(Position annotation records)
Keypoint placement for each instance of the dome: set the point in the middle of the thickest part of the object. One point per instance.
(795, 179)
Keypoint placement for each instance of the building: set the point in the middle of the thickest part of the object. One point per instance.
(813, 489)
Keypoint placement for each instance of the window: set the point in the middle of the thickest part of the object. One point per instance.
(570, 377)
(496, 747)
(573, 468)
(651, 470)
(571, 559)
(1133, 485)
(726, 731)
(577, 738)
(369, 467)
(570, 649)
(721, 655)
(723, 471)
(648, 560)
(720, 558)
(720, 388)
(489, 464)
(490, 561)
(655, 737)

...

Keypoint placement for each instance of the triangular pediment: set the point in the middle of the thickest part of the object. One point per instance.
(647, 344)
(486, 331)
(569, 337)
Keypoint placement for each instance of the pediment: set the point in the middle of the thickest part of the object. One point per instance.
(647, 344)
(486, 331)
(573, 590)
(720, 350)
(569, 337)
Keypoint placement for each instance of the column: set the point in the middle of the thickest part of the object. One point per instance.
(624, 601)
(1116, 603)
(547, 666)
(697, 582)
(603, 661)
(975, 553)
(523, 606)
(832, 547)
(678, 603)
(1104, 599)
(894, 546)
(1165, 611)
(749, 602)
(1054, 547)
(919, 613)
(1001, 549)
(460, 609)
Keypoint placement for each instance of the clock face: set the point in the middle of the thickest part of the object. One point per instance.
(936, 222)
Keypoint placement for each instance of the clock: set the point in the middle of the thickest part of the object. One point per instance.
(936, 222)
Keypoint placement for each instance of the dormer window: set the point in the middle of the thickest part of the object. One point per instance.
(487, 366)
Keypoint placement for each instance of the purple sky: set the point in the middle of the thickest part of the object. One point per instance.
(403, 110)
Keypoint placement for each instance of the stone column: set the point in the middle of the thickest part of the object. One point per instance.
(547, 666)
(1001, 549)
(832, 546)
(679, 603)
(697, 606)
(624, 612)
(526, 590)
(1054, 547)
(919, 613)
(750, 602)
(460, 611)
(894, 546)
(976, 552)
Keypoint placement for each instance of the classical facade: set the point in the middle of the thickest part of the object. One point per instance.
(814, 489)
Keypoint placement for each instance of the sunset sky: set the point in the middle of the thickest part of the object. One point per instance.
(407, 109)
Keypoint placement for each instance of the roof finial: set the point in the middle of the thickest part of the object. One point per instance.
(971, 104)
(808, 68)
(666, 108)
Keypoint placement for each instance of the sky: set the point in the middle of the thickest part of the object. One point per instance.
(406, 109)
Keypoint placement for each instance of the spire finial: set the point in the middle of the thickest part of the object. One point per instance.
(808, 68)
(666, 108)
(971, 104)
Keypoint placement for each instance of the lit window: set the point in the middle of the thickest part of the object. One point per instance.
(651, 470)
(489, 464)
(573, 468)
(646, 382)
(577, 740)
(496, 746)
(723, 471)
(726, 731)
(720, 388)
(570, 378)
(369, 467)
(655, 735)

## REQUIREMENT
Please pick out and copy every line in the entries above that contains the word "column". Case counts.

## SOLUTION FOR THIS PROBLEM
Keypoint placement for each instance of the column: set the point in the middle of the thickest part of the object. One point per instance.
Keypoint placement for each instance of the stone column: set the point in the middle of the thickest part of the object. One point per instance.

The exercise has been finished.